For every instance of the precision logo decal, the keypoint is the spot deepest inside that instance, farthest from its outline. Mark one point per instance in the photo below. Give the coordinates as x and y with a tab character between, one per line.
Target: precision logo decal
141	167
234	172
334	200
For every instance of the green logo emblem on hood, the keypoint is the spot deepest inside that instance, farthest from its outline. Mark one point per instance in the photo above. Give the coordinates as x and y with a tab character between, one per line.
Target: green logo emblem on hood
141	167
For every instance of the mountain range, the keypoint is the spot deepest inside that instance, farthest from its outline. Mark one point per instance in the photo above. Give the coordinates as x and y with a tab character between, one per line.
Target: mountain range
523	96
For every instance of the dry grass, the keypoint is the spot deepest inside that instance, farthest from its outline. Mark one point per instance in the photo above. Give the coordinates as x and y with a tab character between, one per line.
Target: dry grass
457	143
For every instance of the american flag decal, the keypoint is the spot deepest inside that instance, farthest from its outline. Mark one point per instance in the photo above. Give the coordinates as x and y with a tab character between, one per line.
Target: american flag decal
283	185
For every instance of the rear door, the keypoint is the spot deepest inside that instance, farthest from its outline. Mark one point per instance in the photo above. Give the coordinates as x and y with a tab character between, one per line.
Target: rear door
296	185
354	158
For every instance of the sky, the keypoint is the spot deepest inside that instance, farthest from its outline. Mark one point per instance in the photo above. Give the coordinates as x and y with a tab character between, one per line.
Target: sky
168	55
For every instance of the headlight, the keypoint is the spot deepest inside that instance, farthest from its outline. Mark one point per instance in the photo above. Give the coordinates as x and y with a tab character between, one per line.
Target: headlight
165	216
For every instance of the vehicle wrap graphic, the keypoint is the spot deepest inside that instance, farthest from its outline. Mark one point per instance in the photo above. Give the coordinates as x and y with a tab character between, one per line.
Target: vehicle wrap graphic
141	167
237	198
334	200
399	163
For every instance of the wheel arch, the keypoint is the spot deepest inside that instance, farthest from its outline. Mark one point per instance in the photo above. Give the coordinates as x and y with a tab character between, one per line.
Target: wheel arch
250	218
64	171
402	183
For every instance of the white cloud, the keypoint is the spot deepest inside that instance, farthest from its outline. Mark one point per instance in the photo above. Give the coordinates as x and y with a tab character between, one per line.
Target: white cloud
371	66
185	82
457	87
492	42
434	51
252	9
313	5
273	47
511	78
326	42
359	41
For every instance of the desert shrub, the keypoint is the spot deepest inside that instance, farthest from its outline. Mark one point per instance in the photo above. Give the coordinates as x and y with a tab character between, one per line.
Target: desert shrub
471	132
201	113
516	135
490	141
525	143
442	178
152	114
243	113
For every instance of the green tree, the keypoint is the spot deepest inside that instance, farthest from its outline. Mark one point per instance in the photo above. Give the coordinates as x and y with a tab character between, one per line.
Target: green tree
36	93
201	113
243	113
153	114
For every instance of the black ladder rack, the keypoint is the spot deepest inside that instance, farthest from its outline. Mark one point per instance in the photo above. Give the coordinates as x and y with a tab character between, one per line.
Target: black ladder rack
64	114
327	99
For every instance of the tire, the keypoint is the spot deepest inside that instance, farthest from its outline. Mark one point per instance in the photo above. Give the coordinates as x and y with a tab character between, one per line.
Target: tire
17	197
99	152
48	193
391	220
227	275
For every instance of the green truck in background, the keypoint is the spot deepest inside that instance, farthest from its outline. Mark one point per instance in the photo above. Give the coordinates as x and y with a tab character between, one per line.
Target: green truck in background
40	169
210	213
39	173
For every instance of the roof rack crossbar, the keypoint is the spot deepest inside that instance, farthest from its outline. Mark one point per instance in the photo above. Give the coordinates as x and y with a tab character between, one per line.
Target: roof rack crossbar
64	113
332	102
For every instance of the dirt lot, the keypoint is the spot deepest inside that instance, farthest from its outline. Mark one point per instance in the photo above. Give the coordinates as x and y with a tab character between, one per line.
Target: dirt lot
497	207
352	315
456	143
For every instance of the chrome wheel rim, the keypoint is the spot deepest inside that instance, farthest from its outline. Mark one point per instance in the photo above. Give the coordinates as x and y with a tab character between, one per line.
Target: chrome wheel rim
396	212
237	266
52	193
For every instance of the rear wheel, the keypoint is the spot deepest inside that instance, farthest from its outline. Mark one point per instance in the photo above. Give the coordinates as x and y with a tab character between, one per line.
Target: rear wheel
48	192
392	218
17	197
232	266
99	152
::::::
**Aim of the exercise**.
The records above should all be quoted exactly, please.

**Your solution**.
For every instance of the precision logo decal, the keypoint is the spot deepest inside that instance, farthest from its outline. Mark one point per instance in the photo below. Give the coordinates as x and y with a tab character between, one per line.
Target: precision logo decal
141	167
234	172
334	200
For every instance of the green logo emblem on hood, the keypoint is the spot deepest inside that instance, farthest from its outline. Mark one point per instance in the photo above. Give the coordinates as x and y with a tab character between, one per line.
Target: green logo emblem on hood
141	167
For every instance of the mountain range, the keypoint is the spot deepest inside that instance, farthest from its outline. Mark one point per instance in the photo above. Give the coordinates as x and y with a tab character between, one per line.
Target: mountain range
523	96
For every instance of the dry grass, the keypoint is the spot deepest inside that instance, farthest from its outline. Mark one point per instance in the photo above. Give the coordinates as x and y with a tab character between, one per line.
Target: dry grass
457	143
For every instance of the american flag decal, the keypoint is the spot deepest inside that instance, farthest from its outline. Mark one point per instance in the photo above. Give the coordinates as x and y with a tab character between, one per line.
Target: american flag decal
283	185
For every instance of the rear door, the keypoint is the spot deepest inside that instance, farthest from its outline. Mark one point per instance in the photo above. Give the coordinates as x and y with a tab character between, one per line.
Target: rear door
296	185
354	158
For every instance of the sky, the keypoint is the spot deepest inside that instance, farthest from its outline. Mark one point per instance in the photo above. Give the coordinates as x and y with a tab character between, one per line.
Target: sky
168	55
For every instance of the headlight, the keypoint is the spot deepest inside that instance, farthest from its outline. Mark one point per instance in the photo above. Give the coordinates as x and y with a tab character between, one per line.
Target: headlight
165	216
For every instance of the vehicle wrap graphic, the keypoint is the spot deepest inside that instance, farthest from its outline. Mark one point per instance in the photo above. Give the coordinates as x and y with a tab character between, one per line.
Target: vehicle wrap graphic
141	167
237	198
334	200
399	163
For every instance of the wheel arch, the keypoint is the spot deepest inside that instance, farthest from its outline. Mark one point per instance in the photo above. Give the coordinates as x and y with a tab character between, one per line.
Target: wheel arch
250	218
64	171
402	183
For every instance of the white cloud, the keypoint is the spot deepest inside that instance, farthest from its outline. Mark one point per instance in the photo above. Give the coordinates as x and y with a tab character between, one per line.
Target: white cloud
371	66
185	82
457	87
492	42
434	51
252	9
313	5
273	47
511	78
326	42
359	41
For every instance of the desert shrub, the keypoint is the spot deepest inside that instance, farthest from its outline. Mark one point per instance in the photo above. Give the coordinates as x and y with a tab character between, one per line.
Target: desert shrub
471	132
201	113
516	135
490	141
525	143
442	178
152	114
243	113
For every instance of the green tree, the keypoint is the spot deepest inside that instance, farthest from its outline. Mark one point per instance in the photo above. Give the coordinates as x and y with a tab character between, one per line.
Target: green tree
36	93
201	113
243	113
153	114
For every instance of the black ladder rack, the keypoint is the spot deepest inside that instance, farthest from its outline. Mark one point per instance in the photo above. Give the coordinates as x and y with a tab character between, one per line.
Target: black ladder rack
64	114
327	99
For every instance of the tire, the keypoint is the spot deepest inside that instance, farthest from its outline. Mark one point per instance in the photo above. Give the coordinates as x and y with a tab character between, one per line.
Target: tire
17	197
99	152
48	193
391	220
227	275
For every instance of the green truck in background, the keypoint is the spot deepest inside that instance, farthest from its outline. Mark one point per instance in the photo above. Give the coordinates as x and y with a tab character between, one per line.
Target: green truck in background
40	169
210	213
39	173
For every instance of the roof rack crossbar, the keypoint is the spot deepest inside that instance, farthest from its outline. Mark one point per instance in the photo above. Give the coordinates as x and y with a tab character between, one per line.
Target: roof rack crossbar
64	113
332	102
For every instance of the dirt lot, the keypoint is the spot deepest inside that instance, farthest from its outline. Mark one point per instance in the photo above. Give the coordinates as x and y with a tab character between, one per line.
Target: dirt lot
497	207
352	315
456	143
For every instance of the chrome wheel rim, the keypoint is the spot deepest inside that instance, farthest from its outline. Mark one point per instance in the photo above. Give the coordinates as x and y with a tab character between, one per line.
Target: chrome wheel rim
396	212
237	266
52	193
For every instance of the rear wheel, the keypoint is the spot deepest inside that instance, farthest from its outline. Mark one point per instance in the photo above. Give the coordinates as x and y with a tab character between, one per line.
Target: rear wheel
48	192
392	218
17	197
232	266
99	152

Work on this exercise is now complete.